-- EXCERPT TO READ start --

Cross-checking Configuration

In many cases, we can add identical cross-checks to the original C and the transpiled Rust code, e.g., when the C code is naively translated to the perfectly equivalent Rust code, and everything just works. However, this might not always be the case, and we need to handle mismatches such as:

  • Type mismatches between C and Rust, e.g., a C const char* (with or without an attached length parameter) being translated to a str. Additionally, if a string+length value pair (with the types const char* and size_t) gets translated to a single str, we may want to omit the cross-check on the length parameter.
  • Whole functions added or removed by the transpiler or refactoring tool, e.g., helpers.

Note that this list is not exhaustive, so there may be many more cases of mismatches.

To handle all these cases, we need a language that lets us add new cross-checks, or modify or delete existing ones.

The cross-check language

The cross-check metadata is stored as a YAML encoding of an array of configuration entries. Each configuration entry describes the configuration for that specific check.

An example configuration file for a function foo with 3 arguments a, alen and b looks something like:

main.c:
  - item: defaults
    disable_xchecks: true

  - item: function
    name: foo
    disable_xchecks: false
    args:
      a: default
      alen: none
      b: default
    return: no

main.rs:
  - item: function
    name: foo
    args:
      a: default
      b: default
    return: no

Inline vs external configuration

We can store the cross-check configuration entries in a few places:

  • Externally in separate configuration files.
  • Inline in the source code, attached to the checked functions and structures.

Each approach has advantages and drawbacks. Inline configuration entries are simpler to maintain, but do not scale as well to larger codebases or more complex cross-check configuration entries. Conversely, external configuration entries are more flexible and can potentially express complex configurations in a cleaner and more elegant way, but can easily get out of sync with their corresponding source code. We currently support both approaches, with external configuration settings taking priority over inline attributes where both are present.

-- EXCERPT TO READ end --

**YOUR TASKS**
[A] Summarize the cross-check configuration page in two sentences.
[B] Update the part of the cross-check configuration page that opens with the words containing "Cross-checking Configuration" and closes with "tool, e.g., helpers.", replacing "transpiler" with "translator".

-- DATASET CONTENT start --

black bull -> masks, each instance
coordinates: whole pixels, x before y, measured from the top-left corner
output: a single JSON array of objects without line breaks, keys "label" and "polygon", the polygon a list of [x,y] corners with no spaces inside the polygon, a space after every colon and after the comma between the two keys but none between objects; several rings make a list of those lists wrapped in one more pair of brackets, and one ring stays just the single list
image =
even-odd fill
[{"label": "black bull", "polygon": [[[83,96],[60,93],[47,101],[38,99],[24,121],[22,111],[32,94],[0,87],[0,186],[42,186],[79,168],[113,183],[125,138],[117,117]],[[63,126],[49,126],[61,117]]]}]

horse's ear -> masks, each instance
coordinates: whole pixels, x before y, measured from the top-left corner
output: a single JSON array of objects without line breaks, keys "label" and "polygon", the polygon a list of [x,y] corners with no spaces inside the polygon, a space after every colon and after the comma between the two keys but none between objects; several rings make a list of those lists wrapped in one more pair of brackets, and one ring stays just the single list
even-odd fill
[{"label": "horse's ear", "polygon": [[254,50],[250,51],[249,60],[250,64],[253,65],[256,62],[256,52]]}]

-- DATASET CONTENT end --

**FINAL ANSWERS**
[A] Identical cross-checks cannot always be added to the C code and its transpiled Rust code, because of mismatches such as differing types or functions added or removed by the transpiler, so a language is needed to add, modify or delete cross-checks. That configuration is stored as a YAML array of entries and can be kept either in external files or inline in the source code, with external settings taking priority where both are present.

[B]
Cross-checking Configuration

In many cases, we can add identical cross-checks to the original C and the transpiled Rust code, e.g., when the C code is naively translated to the perfectly equivalent Rust code, and everything just works. However, this might not always be the case, and we need to handle mismatches such as:

  • Type mismatches between C and Rust, e.g., a C const char* (with or without an attached length parameter) being translated to a str. Additionally, if a string+length value pair (with the types const char* and size_t) gets translated to a single str, we may want to omit the cross-check on the length parameter.
  • Whole functions added or removed by the translator or refactoring tool, e.g., helpers.